● **STATED GOAL**: Add -23 to each number in the answer coordinates, from the line with "Could you mark the sea cliff" through the end of the records. Write all of those lines out again, requests included, and leave the numbers in the requests and their format samples unchanged.

--- start DATA SUPPLIED ---

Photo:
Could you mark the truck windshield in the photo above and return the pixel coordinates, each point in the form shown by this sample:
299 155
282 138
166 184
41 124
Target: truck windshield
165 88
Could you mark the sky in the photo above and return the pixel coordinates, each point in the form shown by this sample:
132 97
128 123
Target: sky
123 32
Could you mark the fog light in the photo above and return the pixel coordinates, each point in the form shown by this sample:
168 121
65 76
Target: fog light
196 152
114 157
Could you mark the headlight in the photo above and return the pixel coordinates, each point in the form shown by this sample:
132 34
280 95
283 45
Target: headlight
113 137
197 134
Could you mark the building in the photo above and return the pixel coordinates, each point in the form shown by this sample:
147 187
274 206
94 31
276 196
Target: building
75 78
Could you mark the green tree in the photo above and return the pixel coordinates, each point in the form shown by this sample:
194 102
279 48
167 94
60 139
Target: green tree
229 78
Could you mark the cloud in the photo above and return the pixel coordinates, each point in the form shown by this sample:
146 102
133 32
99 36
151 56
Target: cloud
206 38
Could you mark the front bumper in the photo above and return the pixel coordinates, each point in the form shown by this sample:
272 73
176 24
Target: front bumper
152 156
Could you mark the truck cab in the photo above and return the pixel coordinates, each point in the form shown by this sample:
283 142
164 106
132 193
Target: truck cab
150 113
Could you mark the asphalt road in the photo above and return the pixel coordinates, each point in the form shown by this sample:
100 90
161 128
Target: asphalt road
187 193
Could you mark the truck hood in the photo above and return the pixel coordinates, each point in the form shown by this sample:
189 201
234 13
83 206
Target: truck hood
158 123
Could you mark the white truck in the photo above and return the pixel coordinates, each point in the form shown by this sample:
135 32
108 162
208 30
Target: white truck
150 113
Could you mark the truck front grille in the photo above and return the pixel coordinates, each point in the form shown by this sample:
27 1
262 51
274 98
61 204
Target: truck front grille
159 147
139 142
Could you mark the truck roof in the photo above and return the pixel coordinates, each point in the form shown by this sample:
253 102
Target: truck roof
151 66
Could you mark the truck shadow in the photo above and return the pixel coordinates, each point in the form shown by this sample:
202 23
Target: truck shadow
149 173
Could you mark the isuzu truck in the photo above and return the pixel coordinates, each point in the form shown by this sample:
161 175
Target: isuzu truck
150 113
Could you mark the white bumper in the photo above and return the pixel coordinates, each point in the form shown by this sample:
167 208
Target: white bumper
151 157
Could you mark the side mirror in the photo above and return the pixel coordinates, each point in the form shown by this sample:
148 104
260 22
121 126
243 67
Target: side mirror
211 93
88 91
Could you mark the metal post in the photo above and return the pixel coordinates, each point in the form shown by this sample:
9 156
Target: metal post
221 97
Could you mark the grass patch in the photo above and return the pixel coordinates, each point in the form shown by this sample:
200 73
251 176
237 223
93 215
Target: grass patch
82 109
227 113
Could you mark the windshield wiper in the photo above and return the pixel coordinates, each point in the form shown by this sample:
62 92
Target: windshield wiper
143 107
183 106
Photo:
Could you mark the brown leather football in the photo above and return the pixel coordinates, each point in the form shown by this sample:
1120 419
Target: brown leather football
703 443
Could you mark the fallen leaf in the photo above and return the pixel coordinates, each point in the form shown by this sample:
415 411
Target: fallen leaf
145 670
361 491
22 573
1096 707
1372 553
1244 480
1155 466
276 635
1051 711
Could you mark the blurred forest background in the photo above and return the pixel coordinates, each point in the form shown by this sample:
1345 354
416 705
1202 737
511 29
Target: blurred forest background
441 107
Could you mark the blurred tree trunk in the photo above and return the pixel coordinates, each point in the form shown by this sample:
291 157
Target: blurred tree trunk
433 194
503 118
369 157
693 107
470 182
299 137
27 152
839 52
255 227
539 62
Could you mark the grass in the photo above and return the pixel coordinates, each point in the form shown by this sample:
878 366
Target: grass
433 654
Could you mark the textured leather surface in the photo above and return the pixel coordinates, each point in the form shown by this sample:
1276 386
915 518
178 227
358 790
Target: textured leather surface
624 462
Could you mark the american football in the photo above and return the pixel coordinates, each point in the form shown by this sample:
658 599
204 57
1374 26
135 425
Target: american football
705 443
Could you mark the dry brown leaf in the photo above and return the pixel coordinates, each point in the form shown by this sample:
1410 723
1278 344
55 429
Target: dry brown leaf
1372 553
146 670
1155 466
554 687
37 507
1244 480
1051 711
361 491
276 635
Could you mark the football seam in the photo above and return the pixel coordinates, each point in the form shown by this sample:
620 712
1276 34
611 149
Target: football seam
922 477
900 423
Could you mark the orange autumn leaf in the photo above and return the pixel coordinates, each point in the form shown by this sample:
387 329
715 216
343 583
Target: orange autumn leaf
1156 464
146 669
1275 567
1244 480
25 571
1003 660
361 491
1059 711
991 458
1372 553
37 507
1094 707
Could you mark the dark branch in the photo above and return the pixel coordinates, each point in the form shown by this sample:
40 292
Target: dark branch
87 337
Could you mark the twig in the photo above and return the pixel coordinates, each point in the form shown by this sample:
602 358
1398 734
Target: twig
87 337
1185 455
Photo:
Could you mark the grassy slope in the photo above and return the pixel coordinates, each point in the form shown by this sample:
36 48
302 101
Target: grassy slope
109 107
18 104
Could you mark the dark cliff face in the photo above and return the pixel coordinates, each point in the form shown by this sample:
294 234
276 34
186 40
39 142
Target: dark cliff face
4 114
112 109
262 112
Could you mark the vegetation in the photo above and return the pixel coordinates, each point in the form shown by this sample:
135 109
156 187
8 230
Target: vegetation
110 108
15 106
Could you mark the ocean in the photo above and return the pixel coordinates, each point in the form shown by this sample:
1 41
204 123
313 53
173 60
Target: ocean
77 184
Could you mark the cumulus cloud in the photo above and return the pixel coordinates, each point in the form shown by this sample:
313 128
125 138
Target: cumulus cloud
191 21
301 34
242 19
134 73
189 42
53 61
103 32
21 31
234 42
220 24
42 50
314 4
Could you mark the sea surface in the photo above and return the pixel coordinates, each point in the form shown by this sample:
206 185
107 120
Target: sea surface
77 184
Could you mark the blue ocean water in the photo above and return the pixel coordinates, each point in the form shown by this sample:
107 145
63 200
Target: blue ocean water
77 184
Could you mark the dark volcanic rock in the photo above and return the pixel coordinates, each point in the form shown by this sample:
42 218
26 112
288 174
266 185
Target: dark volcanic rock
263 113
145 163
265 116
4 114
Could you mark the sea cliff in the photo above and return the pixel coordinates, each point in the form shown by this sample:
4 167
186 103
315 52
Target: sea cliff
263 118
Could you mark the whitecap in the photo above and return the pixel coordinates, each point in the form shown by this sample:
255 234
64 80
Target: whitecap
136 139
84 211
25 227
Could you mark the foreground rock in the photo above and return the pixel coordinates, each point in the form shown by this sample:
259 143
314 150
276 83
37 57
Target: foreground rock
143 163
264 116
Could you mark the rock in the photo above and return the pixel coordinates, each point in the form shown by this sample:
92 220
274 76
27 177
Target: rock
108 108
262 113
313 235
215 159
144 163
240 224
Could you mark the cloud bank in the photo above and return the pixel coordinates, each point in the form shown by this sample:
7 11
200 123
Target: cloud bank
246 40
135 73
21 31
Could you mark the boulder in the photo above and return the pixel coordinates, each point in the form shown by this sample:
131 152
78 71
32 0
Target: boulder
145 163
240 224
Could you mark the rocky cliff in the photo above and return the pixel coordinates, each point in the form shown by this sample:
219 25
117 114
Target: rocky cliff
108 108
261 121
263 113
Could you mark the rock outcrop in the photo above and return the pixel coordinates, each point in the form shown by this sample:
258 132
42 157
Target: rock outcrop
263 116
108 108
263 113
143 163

--- end DATA SUPPLIED ---

● **RESPONSE FOR THIS EXERCISE**:
Could you mark the sea cliff in the photo above and return the pixel coordinates, each point in the form shown by this sample:
4 167
186 103
315 52
Target: sea cliff
240 95
Could you mark the whitecap in the photo above and return the pixel coordinates, each point in the form shown by this sample:
255 234
64 80
Target: whitecap
113 116
61 188
2 204
Could you mark the foreground rock in the photo above and return the pixel coordinates, each point in the form shown by this sample:
259 143
314 150
276 83
37 57
Target: foreground rock
120 140
241 93
Could you mark the rock in the photo above and return the pixel coordinates, each point in the form shown by this sample:
92 220
274 76
27 177
Target: rock
85 85
239 90
290 212
192 136
121 140
217 201
Could you mark the cloud bank in the photo above and return the pixel coordinates, each point in the form shown by this sample:
7 11
200 123
Target: cloud bank
223 17
112 50
-2 8
Could you mark the boulder in the photo above and return the pixel coordinates, each point in the form shown by this sample:
131 152
78 71
32 0
Target: boulder
122 140
217 201
Could you mark the rocky cliff in the photo above and return the pixel coordinates, each point in the form shown by this sample:
219 25
117 114
Target: rocky cliff
85 85
238 98
240 90
Could you mark the rock outcrop in the photo above and return the pixel coordinates, each point in the form shown by this sample:
258 132
42 157
Target: rock outcrop
240 93
85 85
240 90
120 140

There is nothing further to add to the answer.